Work task 1
Print the part of the passage on municipal liability from "In his original" up to and including "policy or practice.", without changing anything.
Work task 2
In the passage on municipal liability, where did the Court dismiss the official capacity claim against St. Joseph County Sheriff Frank Canarecci?

Page extract
════════════════
A person may assert an official capacity claim against the municipality under Monell v. Department of Social Services, 436 U.S. 658 (1978). But municipalities cannot be held liable for damages under § 1983 unless a governmental policy or custom caused the alleged violation of the plaintiffs rights. Id. at 694. For liability to attach against a municipality under § 1983, a plaintiff must show that "deliberate action attributable to the municipality directly caused a deprivation of federal rights." Board of County Comm'rs v. Brown, 520 U.S. 397, 415 (1997) (emphasis in original). "Municipal liability under § 1983 attaches where — and only where — a deliberate choice to follow a course of action is made from among various alternatives by the official or officials responsible for establishing final policy with respect to the subject matter in question." Pemaur v. City of Cincinnati, 475 U.S. 469, 483 (1986).
A "custom" or "policy" can take one of three forms: (1) an express policy that, when enforced, causes a constitutional deprivation; (2) a widespread practice, that, although not authorized by written law or express municipal policy, is so permanent and well-settled as to constitute a "custom or usage" with force of law; or (3) an allegation that the constitutional injury was caused by a person with final policy-making authority.Brokaw v. Mercer County, 235 F.3d 1000, 1113 (7th Cir. 2000). "Ordinarily, one incident is not sufficient to establish a custom that can give rise to Monell liability." Williams v. Heavener, 217 F.3d 529, 532 (7th Cir. 2000), citing Calusinski v. Kruger, 24 F.3d 931, 936 (7th Cir.1994).
In his original complaint, the Plaintiff sought to proceed against St. Joseph County Sheriff Frank Canarecci in his official capacity, but this Court dismissed that claim in its screening order (DE 4). Nothing in the amended complaint suggests that the Defendants' actions resulted from a policy or practice established or sanctioned by the St. Joseph County Sheriff. Accordingly, Williams has not stated an official capacity damage claim against the Defendants based on policy or practice.
════════════════
Entries shown
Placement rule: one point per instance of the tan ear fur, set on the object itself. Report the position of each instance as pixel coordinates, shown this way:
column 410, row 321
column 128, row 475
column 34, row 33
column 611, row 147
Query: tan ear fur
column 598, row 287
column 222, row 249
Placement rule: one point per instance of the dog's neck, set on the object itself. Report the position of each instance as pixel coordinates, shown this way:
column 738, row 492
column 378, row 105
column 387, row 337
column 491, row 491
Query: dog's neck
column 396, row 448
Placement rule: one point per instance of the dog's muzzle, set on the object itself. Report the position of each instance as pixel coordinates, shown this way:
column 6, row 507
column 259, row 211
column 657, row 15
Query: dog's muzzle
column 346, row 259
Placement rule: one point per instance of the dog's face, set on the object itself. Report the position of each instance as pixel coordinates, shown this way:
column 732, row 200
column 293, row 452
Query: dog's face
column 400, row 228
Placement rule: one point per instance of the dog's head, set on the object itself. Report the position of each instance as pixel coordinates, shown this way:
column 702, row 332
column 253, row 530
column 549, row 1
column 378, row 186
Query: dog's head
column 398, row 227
════════════════
Problem solution 1
In his original complaint, the Plaintiff sought to proceed against St. Joseph County Sheriff Frank Canarecci in his official capacity, but this Court dismissed that claim in its screening order (DE 4). Nothing in the amended complaint suggests that the Defendants' actions resulted from a policy or practice established or sanctioned by the St. Joseph County Sheriff. Accordingly, Williams has not stated an official capacity damage claim against the Defendants based on policy or practice.

Problem solution 2
In its screening order (DE 4).